Exercise directions:
Below are records; reproduce exactly the lines from the one containing "Place one point on every instance of the smoldering" through the end, both included, and only those.

-- begin Excerpted data --

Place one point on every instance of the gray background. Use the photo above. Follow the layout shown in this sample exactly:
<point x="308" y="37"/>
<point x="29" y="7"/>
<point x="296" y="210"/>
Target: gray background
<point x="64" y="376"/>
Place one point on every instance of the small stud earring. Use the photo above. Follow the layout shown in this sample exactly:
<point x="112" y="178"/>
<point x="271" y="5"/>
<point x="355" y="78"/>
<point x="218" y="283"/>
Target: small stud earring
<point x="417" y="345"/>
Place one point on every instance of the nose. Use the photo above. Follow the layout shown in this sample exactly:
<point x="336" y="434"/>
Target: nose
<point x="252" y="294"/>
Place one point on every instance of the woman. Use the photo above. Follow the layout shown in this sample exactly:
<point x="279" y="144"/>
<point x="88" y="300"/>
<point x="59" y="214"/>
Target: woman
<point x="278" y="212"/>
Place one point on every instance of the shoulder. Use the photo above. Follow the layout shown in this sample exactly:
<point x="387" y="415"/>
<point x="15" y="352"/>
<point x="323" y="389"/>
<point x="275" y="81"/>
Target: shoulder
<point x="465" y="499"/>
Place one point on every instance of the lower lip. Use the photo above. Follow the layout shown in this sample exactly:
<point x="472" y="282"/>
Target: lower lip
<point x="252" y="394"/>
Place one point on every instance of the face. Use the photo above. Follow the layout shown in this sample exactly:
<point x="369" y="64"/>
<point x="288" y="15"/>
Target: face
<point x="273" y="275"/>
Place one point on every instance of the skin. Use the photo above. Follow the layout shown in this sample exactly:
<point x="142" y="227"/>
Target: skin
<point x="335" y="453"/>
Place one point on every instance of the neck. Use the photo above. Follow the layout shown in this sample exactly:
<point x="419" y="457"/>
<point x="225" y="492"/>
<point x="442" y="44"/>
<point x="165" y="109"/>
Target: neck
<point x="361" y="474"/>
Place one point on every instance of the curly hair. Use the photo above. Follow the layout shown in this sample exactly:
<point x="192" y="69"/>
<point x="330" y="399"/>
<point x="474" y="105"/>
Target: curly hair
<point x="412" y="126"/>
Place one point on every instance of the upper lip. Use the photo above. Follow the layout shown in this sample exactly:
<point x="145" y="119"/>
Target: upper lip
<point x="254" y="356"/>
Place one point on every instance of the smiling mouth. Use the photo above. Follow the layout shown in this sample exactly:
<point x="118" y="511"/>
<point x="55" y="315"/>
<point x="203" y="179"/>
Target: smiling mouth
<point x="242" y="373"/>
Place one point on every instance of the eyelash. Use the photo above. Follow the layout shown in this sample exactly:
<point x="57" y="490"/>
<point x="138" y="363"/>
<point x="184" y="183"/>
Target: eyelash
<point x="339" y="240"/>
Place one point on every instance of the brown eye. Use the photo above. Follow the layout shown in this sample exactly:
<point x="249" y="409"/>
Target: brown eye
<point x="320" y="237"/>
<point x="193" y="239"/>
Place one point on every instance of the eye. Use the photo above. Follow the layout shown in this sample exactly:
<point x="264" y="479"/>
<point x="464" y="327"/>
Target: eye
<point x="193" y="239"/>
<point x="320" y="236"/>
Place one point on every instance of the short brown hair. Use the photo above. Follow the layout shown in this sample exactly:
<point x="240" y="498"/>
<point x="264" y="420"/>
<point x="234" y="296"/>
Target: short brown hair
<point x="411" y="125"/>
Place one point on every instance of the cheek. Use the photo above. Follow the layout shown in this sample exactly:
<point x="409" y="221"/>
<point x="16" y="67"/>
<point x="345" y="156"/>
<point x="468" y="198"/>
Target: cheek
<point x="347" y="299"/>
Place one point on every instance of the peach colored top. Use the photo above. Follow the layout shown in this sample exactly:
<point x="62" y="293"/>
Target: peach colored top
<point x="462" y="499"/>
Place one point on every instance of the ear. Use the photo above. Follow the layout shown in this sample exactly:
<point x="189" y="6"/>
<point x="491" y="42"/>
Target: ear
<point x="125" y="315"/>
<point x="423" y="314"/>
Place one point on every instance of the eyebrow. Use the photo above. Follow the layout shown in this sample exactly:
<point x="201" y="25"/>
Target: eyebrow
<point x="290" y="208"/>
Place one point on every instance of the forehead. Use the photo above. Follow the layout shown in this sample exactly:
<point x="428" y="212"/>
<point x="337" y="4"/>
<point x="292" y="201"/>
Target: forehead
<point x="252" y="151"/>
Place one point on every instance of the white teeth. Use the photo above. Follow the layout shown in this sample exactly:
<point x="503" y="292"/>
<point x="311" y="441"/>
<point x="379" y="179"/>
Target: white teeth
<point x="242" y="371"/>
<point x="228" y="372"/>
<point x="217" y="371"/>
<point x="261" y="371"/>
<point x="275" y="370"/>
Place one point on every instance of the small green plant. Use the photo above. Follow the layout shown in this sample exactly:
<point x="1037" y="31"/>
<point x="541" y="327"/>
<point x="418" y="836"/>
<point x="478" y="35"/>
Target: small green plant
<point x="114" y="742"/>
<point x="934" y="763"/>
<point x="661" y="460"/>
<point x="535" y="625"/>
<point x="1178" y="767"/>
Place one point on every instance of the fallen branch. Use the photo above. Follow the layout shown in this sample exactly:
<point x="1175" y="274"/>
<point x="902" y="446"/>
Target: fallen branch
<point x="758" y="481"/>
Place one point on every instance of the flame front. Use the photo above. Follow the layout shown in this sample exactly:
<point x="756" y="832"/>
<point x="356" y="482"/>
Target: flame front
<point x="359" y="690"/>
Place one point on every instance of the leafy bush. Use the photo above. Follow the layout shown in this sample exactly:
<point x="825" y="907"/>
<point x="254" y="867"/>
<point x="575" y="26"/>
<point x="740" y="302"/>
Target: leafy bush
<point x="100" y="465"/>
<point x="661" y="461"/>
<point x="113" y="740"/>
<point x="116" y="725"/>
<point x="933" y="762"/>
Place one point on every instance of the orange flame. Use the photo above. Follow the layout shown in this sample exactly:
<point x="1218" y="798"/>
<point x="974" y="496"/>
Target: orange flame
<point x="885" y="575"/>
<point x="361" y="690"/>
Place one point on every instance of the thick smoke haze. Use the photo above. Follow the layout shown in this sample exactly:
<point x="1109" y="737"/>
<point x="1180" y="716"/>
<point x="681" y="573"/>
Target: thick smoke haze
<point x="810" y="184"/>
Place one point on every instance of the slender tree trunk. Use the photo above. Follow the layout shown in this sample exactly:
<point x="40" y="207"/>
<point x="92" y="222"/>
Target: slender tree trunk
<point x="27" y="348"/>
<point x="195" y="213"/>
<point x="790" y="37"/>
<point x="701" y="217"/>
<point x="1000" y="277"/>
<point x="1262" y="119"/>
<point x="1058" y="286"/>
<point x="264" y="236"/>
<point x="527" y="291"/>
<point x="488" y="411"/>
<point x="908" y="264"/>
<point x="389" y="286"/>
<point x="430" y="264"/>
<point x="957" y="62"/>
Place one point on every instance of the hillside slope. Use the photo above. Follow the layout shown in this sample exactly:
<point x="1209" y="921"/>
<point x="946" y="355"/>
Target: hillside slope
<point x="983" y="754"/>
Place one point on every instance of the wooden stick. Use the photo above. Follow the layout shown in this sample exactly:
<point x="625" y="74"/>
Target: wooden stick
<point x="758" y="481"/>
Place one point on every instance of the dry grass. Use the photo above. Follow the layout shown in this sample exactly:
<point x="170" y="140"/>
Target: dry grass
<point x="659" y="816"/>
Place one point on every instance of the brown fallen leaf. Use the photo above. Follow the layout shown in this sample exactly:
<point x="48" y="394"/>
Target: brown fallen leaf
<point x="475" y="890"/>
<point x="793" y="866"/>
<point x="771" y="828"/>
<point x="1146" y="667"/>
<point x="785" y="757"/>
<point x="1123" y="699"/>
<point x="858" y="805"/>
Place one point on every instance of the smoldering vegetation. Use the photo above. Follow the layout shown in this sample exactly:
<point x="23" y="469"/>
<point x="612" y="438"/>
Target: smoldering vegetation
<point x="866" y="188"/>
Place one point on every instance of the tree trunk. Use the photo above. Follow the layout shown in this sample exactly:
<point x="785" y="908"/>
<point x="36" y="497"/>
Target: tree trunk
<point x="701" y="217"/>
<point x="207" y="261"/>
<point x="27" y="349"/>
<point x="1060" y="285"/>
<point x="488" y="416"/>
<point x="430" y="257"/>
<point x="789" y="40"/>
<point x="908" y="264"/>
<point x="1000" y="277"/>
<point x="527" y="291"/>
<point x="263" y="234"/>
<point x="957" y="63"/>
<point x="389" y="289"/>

-- end Excerpted data --

Solved exercise:
Place one point on every instance of the smoldering vegetation. Use the photo above. Follow the layout shown in this sample exactly:
<point x="23" y="469"/>
<point x="612" y="438"/>
Target: smoldering vegetation
<point x="866" y="188"/>
Place one point on every instance of the tree trunk. Use the photo above. Follow the layout shown in this sample exactly:
<point x="785" y="908"/>
<point x="36" y="497"/>
Target: tree trunk
<point x="701" y="217"/>
<point x="207" y="261"/>
<point x="27" y="349"/>
<point x="1060" y="285"/>
<point x="488" y="416"/>
<point x="430" y="257"/>
<point x="789" y="40"/>
<point x="908" y="264"/>
<point x="1000" y="277"/>
<point x="527" y="291"/>
<point x="263" y="234"/>
<point x="957" y="63"/>
<point x="389" y="289"/>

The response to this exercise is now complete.